**Task brief**
Please return, unchanged, everything from the start of the lines below down through the line containing "--hole-rule=even-odd", including that line.

::::::::

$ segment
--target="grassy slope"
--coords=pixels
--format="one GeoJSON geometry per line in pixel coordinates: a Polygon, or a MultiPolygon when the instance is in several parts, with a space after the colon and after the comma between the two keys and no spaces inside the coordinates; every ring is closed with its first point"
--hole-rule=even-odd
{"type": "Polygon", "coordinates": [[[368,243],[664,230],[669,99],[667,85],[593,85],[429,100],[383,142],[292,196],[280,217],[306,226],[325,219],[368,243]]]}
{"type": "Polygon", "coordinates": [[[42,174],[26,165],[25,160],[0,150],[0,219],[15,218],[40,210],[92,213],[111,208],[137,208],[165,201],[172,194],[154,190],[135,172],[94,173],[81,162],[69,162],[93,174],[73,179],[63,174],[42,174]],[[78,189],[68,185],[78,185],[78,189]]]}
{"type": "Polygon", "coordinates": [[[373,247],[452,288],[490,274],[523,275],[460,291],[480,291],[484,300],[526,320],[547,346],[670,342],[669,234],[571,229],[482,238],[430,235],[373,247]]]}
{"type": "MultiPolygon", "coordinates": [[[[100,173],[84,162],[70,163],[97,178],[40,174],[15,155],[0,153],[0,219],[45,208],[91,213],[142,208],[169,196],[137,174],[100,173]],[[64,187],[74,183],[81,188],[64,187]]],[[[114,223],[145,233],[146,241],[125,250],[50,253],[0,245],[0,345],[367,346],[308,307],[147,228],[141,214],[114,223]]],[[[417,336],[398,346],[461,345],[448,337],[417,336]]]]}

::::::::

**Written response**
$ segment
--target="grassy slope"
--coords=pixels
--format="one GeoJSON geometry per line in pixel coordinates: a Polygon, or a MultiPolygon when the instance is in several parts, with a space after the colon and after the comma between the two keys and no spaces inside the coordinates; every ring is closed with its first point"
--hole-rule=even-odd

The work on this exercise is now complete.